▶ [ARBEITSANWEISUNGEN]
A) Gib den Abschnitt des Textauszugs von "4. Dem Sinn" bis einschließlich "Ruhegeldansprüche zu behandeln." wortgetreu aus.
B) Nenne jeden im Textauszug angeführten Paragraphen des BGB, jeden nur einmal.

▶ [TEXTAUSZUG]
* * * * * * *

Leitsatz (amtlich)
1. Bei der Wertung, ob eine Versorgungszusage einem durchgreifenden Rechtsmissbrauchseinwand ausgesetzt ist, ist auch das Verhalten des Versprechenden nach Bekanntwerden des pflichtwidrigen Verhaltens des Versorgungsempfängers zu berücksichtigen.
2. Zur Frage, wann eine Aufrechnung wegen Rechtsmissbrauchs ausgeschlossen ist.
3. Dem Interesse des Versorgungsempfängers am Bezug laufender Einnahmen zum Lebensunterhalt wird durch § 394 Satz 1 BGB Rechnung getragen. Dem dort in Verbindung mit den §§ 850 Abs. 2, 850c, e ZPO zum Ausdruck kommenden Sozialschutz können Billigkeits- und Redlichkeitserwägungen entgegenstehen. Für die Annahme, dass die Berufung auf ein Aufrechnungsverbot treuwidrig ist, bedarf es weder einer unerlaubten Handlung noch der Grenzziehung zwischen grob fahrlässigem und bedingt vorsätzlichem Handeln.
4. Dem Sinn und Zweck des § 1587i BGB im Rahmen des schuldrechtlichen Versorgungsausgleichs und dem durch § 394 BGB zu gewährleistenden Sozialschutz entspricht es, abgetretene Ruhegeldansprüche in dem Umfang, in dem sie einem Einwand nach § 406 BGB ausgesetzt sind, wie eigene Ruhegeldansprüche zu behandeln.

* * * * * * *

▶ [DATENSÄTZE]
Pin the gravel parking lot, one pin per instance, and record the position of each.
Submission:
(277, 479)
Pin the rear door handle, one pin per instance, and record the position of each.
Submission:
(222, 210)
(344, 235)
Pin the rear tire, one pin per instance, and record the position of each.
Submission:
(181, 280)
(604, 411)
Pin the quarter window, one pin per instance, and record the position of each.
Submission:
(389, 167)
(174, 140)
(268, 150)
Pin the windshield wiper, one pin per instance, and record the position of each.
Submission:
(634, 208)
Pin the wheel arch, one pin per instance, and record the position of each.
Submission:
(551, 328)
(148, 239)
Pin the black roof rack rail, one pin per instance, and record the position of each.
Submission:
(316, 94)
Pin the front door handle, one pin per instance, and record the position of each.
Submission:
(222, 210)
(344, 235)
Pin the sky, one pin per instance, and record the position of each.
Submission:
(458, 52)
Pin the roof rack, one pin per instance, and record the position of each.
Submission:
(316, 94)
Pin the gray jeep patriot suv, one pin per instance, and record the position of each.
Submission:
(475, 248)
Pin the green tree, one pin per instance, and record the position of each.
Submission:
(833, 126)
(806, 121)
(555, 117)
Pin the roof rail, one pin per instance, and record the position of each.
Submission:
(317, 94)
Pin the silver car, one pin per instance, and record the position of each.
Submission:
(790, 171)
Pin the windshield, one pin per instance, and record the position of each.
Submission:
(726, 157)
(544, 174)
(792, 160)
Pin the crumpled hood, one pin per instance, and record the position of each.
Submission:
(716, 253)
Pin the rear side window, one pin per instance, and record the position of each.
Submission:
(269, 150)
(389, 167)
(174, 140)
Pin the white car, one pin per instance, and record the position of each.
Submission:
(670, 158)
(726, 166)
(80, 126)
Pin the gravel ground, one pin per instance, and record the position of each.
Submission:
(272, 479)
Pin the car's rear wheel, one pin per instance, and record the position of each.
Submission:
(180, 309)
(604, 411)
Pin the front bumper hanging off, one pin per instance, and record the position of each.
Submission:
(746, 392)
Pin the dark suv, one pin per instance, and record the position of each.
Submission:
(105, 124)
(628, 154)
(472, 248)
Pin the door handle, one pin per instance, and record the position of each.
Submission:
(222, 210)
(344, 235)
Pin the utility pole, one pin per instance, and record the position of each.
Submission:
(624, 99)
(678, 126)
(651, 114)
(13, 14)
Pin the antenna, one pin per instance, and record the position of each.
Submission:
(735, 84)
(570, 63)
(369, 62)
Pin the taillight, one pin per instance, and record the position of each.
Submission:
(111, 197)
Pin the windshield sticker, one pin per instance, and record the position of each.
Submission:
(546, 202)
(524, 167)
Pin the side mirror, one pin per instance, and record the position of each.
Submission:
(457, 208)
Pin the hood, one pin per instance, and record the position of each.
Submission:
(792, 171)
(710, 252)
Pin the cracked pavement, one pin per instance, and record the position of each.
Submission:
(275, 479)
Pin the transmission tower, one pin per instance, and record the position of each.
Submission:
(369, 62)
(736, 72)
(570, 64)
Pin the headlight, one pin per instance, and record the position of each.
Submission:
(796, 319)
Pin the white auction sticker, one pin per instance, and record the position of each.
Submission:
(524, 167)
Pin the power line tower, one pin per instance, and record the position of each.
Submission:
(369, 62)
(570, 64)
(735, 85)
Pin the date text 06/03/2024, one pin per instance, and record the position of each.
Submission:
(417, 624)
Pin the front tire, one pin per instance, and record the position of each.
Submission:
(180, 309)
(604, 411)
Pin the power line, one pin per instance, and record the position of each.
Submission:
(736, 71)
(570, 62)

* * * * * * *

▶ [LÖSUNGEN]
A)
4. Dem Sinn und Zweck des § 1587i BGB im Rahmen des schuldrechtlichen Versorgungsausgleichs und dem durch § 394 BGB zu gewährleistenden Sozialschutz entspricht es, abgetretene Ruhegeldansprüche in dem Umfang, in dem sie einem Einwand nach § 406 BGB ausgesetzt sind, wie eigene Ruhegeldansprüche zu behandeln.

B) § 394 BGB, § 1587i BGB, § 406 BGB